= Défi A =
Recopiez à l'identique les lignes des enregistrements, depuis celle qui contient "vegetation, it would be much appreciated." jusqu'à celle qui contient "39 37 L 39 39", ces deux lignes comprises.

= Texte retenu =
——
Espagne

Un modèle de coexistence solidaire contre l’exclusion sociale

En Espagne, la solitude non désirée touche un nombre croissant de personnes. Ce problème social génère de la souffrance et entraîne des coûts importants. À Churriana de la Vega, dans la province de Grenade, “Compartir es vida” (Partager, c'est la vie) se développe depuis 2020 et innove pour réduire l’isolement des personnes âgées ou vulnérables. Un modèle de coexistence solidaire qui leur offre une fenêtre d'espoir.

Le projet 'Compartir es Vida' a commencé comme un pilote avec deux hommes de 56 et 58 ans, vivant dans la rue avec peu de ressources. Les services sociaux ont organisé des rencontres pour favoriser un lien entre eux et les encourager à partager un logement ensemble. “Depuis que la cohabitation est devenue effective, le duo s’est adapté à sa nouvelle situation, partageant les dépenses et les tâches ménagères. Aujourd'hui, ils ne se considèrent plus comme des colocataires, mais, selon leurs propres mots, comme une famille", commente avec fierté Antonio Luis Rodríguez, Conseiller aux Services Sociaux, aux Personnes Âgées et aux Familles de la mairie de Churriana de la Vega.

Le droit à une vie digne

Le programme prend encore plus de sens dans un contexte de crises économiques successives, qui ont aggravé les difficultés pour les personnes fragiles socialement. La hausse des prix des loyers, de l'électricité et des aliments en a laissé beaucoup sans accès à un logement décent. Par ailleurs, la solitude a détérioré la santé mentale de certaines personnes âgées.

Antonio Luis Rodríguez explique cette réalité : “Nous avons constaté une augmentation du nombre de personnes âgées qui contactent les services sociaux pour obtenir des informations sur les aides économiques ou les soutiens, tels que les distributions alimentaires via les banques alimentaires. Elles espèrent ainsi compenser ce qu’elles ne peuvent payer avec leurs seuls revenus, qui sont majoritairement des pensions non contributives ou des pensions de retraite minimales”.
——
= Défi B =
Reprenez le passage du texte sur la coexistence solidaire qui va de "Un modèle de coexistence solidaire contre" à "une fenêtre d'espoir." en remplaçant "Grenade" par "Séville".
——
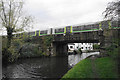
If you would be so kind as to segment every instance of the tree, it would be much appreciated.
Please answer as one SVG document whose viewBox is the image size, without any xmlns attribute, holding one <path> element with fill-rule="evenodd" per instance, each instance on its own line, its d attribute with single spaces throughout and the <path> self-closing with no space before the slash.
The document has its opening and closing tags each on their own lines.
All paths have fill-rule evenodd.
<svg viewBox="0 0 120 80">
<path fill-rule="evenodd" d="M 120 21 L 120 0 L 109 2 L 103 14 L 105 19 Z"/>
<path fill-rule="evenodd" d="M 2 27 L 7 31 L 7 48 L 11 46 L 14 32 L 21 32 L 31 26 L 31 16 L 23 15 L 22 0 L 0 0 L 0 20 Z"/>
</svg>

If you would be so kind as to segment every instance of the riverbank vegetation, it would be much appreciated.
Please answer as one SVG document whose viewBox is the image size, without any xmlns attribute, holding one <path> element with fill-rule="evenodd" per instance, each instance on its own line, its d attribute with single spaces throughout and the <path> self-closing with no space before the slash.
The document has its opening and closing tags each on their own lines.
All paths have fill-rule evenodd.
<svg viewBox="0 0 120 80">
<path fill-rule="evenodd" d="M 39 37 L 39 39 L 34 37 L 13 38 L 11 46 L 6 48 L 7 38 L 2 37 L 3 64 L 15 62 L 18 58 L 50 56 L 52 39 L 52 36 Z"/>
<path fill-rule="evenodd" d="M 119 78 L 117 53 L 119 48 L 108 51 L 113 56 L 87 58 L 76 64 L 61 80 L 72 78 Z"/>
</svg>

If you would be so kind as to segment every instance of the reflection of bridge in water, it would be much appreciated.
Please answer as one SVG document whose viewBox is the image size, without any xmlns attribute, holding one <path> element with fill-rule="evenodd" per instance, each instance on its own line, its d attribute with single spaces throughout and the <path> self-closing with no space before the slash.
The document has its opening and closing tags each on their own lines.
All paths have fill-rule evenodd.
<svg viewBox="0 0 120 80">
<path fill-rule="evenodd" d="M 79 61 L 91 56 L 91 55 L 99 55 L 100 52 L 90 52 L 90 53 L 82 53 L 76 55 L 68 55 L 68 63 L 70 67 L 73 67 Z"/>
</svg>

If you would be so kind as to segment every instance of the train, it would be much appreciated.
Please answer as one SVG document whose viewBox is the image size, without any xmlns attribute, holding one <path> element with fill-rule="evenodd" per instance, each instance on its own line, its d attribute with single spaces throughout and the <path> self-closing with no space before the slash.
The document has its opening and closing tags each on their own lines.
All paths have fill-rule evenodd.
<svg viewBox="0 0 120 80">
<path fill-rule="evenodd" d="M 63 28 L 49 28 L 48 30 L 36 30 L 27 33 L 19 33 L 15 34 L 15 37 L 21 37 L 24 35 L 33 37 L 33 36 L 44 36 L 44 35 L 59 35 L 59 34 L 71 34 L 71 33 L 78 33 L 78 32 L 88 32 L 88 31 L 98 31 L 104 29 L 117 29 L 120 28 L 118 26 L 117 21 L 100 21 L 90 24 L 83 24 L 83 25 L 74 25 L 74 26 L 65 26 Z"/>
</svg>

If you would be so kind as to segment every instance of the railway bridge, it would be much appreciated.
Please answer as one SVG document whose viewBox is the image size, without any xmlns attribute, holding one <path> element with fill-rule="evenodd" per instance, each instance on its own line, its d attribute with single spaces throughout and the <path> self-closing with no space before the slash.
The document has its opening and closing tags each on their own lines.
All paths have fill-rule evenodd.
<svg viewBox="0 0 120 80">
<path fill-rule="evenodd" d="M 101 49 L 110 46 L 113 39 L 118 38 L 120 29 L 104 29 L 97 31 L 77 32 L 53 35 L 52 56 L 67 55 L 68 43 L 100 43 Z"/>
</svg>

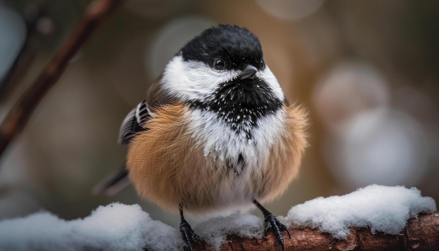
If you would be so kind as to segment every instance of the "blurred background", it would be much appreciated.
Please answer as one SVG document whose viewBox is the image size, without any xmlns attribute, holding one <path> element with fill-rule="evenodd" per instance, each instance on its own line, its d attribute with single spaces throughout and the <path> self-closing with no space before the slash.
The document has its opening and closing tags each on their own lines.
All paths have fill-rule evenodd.
<svg viewBox="0 0 439 251">
<path fill-rule="evenodd" d="M 0 0 L 1 118 L 89 2 Z M 72 219 L 120 201 L 177 226 L 132 186 L 113 197 L 90 189 L 124 161 L 125 116 L 181 46 L 218 23 L 254 33 L 290 102 L 309 111 L 300 175 L 268 209 L 286 215 L 373 183 L 439 201 L 439 1 L 126 0 L 1 156 L 0 218 L 43 208 Z"/>
</svg>

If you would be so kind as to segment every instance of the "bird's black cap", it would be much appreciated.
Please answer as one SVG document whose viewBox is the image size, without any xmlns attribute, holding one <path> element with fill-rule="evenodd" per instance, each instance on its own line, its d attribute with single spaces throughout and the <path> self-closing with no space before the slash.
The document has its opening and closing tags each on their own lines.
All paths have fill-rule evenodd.
<svg viewBox="0 0 439 251">
<path fill-rule="evenodd" d="M 185 60 L 198 60 L 213 67 L 215 60 L 224 60 L 225 69 L 242 69 L 251 64 L 259 69 L 263 53 L 258 37 L 237 25 L 219 25 L 203 31 L 181 49 Z"/>
</svg>

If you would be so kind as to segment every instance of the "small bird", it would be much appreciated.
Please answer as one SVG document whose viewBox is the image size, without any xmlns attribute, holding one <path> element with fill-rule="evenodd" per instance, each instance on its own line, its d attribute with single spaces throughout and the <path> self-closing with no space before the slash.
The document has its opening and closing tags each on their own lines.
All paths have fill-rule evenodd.
<svg viewBox="0 0 439 251">
<path fill-rule="evenodd" d="M 180 212 L 189 249 L 205 245 L 183 212 L 200 215 L 255 205 L 284 250 L 287 227 L 259 202 L 281 195 L 307 146 L 306 113 L 290 105 L 247 29 L 220 25 L 188 42 L 123 120 L 126 164 L 99 184 L 112 194 L 133 184 L 139 195 Z M 129 179 L 128 177 L 129 177 Z"/>
</svg>

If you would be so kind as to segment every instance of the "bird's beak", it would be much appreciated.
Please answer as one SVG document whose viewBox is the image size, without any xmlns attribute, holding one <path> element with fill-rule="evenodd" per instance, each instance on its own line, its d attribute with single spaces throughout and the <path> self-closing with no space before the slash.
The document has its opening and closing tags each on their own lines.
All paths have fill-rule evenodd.
<svg viewBox="0 0 439 251">
<path fill-rule="evenodd" d="M 258 72 L 258 69 L 252 65 L 247 65 L 245 66 L 245 69 L 241 73 L 241 77 L 240 79 L 254 79 L 255 75 L 256 73 Z"/>
</svg>

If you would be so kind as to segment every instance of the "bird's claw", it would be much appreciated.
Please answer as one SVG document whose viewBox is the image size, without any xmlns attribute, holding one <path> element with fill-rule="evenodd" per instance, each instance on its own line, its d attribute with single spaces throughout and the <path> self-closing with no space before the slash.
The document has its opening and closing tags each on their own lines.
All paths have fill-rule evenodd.
<svg viewBox="0 0 439 251">
<path fill-rule="evenodd" d="M 184 221 L 186 222 L 186 221 Z M 185 223 L 186 224 L 185 224 Z M 204 241 L 197 234 L 194 233 L 194 230 L 187 222 L 182 222 L 180 225 L 180 232 L 181 232 L 181 235 L 183 238 L 183 240 L 186 242 L 191 251 L 193 251 L 192 249 L 192 241 L 196 241 L 201 243 L 203 245 L 203 248 L 206 250 L 206 246 L 204 244 Z"/>
<path fill-rule="evenodd" d="M 274 233 L 277 240 L 282 245 L 282 250 L 284 251 L 284 237 L 282 236 L 281 231 L 286 231 L 288 233 L 288 236 L 291 239 L 291 235 L 290 234 L 290 231 L 288 230 L 288 228 L 284 224 L 281 223 L 276 216 L 271 213 L 266 214 L 265 218 L 265 236 L 267 235 L 267 232 L 269 229 L 271 230 Z"/>
</svg>

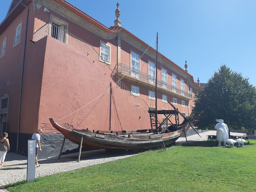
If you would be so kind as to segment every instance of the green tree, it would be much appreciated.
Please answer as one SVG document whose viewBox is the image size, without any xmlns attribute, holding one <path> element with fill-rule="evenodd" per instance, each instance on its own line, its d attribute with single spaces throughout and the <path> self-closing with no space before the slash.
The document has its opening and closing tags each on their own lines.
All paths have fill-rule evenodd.
<svg viewBox="0 0 256 192">
<path fill-rule="evenodd" d="M 225 65 L 214 72 L 196 97 L 192 111 L 198 129 L 214 129 L 217 119 L 223 120 L 230 129 L 256 129 L 256 88 Z"/>
</svg>

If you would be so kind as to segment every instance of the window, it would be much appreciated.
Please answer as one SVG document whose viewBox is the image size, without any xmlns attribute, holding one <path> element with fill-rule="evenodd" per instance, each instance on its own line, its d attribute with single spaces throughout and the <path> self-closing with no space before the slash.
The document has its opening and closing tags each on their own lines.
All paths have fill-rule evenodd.
<svg viewBox="0 0 256 192">
<path fill-rule="evenodd" d="M 63 24 L 57 24 L 53 23 L 51 24 L 51 36 L 55 39 L 64 42 L 65 34 L 64 27 L 64 25 Z"/>
<path fill-rule="evenodd" d="M 177 80 L 177 77 L 175 75 L 174 75 L 173 74 L 172 74 L 172 91 L 173 92 L 176 92 L 176 87 L 177 87 L 177 82 L 176 82 L 176 80 Z"/>
<path fill-rule="evenodd" d="M 185 107 L 185 101 L 183 100 L 182 100 L 182 107 Z"/>
<path fill-rule="evenodd" d="M 2 99 L 1 105 L 1 108 L 7 108 L 8 103 L 8 98 L 6 98 L 5 99 Z"/>
<path fill-rule="evenodd" d="M 192 94 L 193 94 L 192 88 L 190 88 L 190 96 L 192 96 Z"/>
<path fill-rule="evenodd" d="M 149 99 L 154 99 L 155 100 L 155 92 L 151 91 L 148 91 L 148 98 Z"/>
<path fill-rule="evenodd" d="M 162 68 L 162 87 L 167 87 L 167 71 Z"/>
<path fill-rule="evenodd" d="M 19 25 L 17 26 L 17 27 L 16 27 L 15 36 L 14 36 L 14 46 L 17 45 L 21 42 L 21 28 L 22 28 L 21 23 L 19 24 Z"/>
<path fill-rule="evenodd" d="M 110 62 L 110 47 L 108 46 L 107 44 L 100 42 L 100 57 L 101 60 Z"/>
<path fill-rule="evenodd" d="M 6 43 L 7 42 L 7 37 L 5 37 L 3 39 L 3 43 L 2 45 L 2 50 L 1 50 L 1 56 L 3 56 L 5 54 L 6 50 Z"/>
<path fill-rule="evenodd" d="M 155 64 L 148 61 L 148 82 L 153 83 L 155 81 Z"/>
<path fill-rule="evenodd" d="M 132 52 L 131 57 L 131 72 L 132 76 L 137 78 L 139 77 L 140 75 L 140 57 L 139 55 Z"/>
<path fill-rule="evenodd" d="M 177 98 L 173 97 L 172 99 L 172 103 L 173 103 L 173 105 L 177 105 Z"/>
<path fill-rule="evenodd" d="M 164 103 L 167 103 L 167 96 L 166 95 L 162 95 L 162 101 Z"/>
<path fill-rule="evenodd" d="M 181 93 L 182 96 L 184 95 L 185 91 L 185 85 L 184 84 L 184 80 L 181 79 Z"/>
<path fill-rule="evenodd" d="M 140 91 L 139 87 L 137 86 L 132 85 L 132 93 L 134 96 L 139 96 Z"/>
<path fill-rule="evenodd" d="M 50 14 L 50 25 L 49 26 L 49 34 L 52 37 L 59 40 L 66 44 L 71 43 L 73 41 L 73 46 L 74 48 L 77 47 L 75 42 L 77 40 L 75 40 L 73 37 L 71 37 L 67 33 L 68 31 L 68 23 L 65 21 Z M 69 38 L 70 40 L 69 41 Z"/>
</svg>

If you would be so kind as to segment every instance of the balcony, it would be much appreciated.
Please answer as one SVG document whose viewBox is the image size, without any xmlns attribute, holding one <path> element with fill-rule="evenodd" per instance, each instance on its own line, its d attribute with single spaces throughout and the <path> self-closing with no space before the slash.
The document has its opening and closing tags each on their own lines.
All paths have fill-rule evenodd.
——
= Solution écrite A =
If you would be so kind as to segment every instance of the riverbank vegetation, it would be much appreciated.
Please answer as one SVG document whose viewBox is the image size, without any xmlns attribute, holding one <path> element with fill-rule="evenodd" per instance, each instance on its own line, its d attribute with single spaces throughout and the <path> self-closing with no space before the slash.
The document has its opening and closing tags each on their own lines.
All paths have fill-rule evenodd.
<svg viewBox="0 0 120 80">
<path fill-rule="evenodd" d="M 39 37 L 39 39 L 34 37 L 13 38 L 11 46 L 6 48 L 7 38 L 2 37 L 3 64 L 15 62 L 18 58 L 50 56 L 52 39 L 52 36 Z"/>

= Solution écrite B =
Un modèle de coexistence solidaire contre l’exclusion sociale

En Espagne, la solitude non désirée touche un nombre croissant de personnes. Ce problème social génère de la souffrance et entraîne des coûts importants. À Churriana de la Vega, dans la province de Séville, “Compartir es vida” (Partager, c'est la vie) se développe depuis 2020 et innove pour réduire l’isolement des personnes âgées ou vulnérables. Un modèle de coexistence solidaire qui leur offre une fenêtre d'espoir.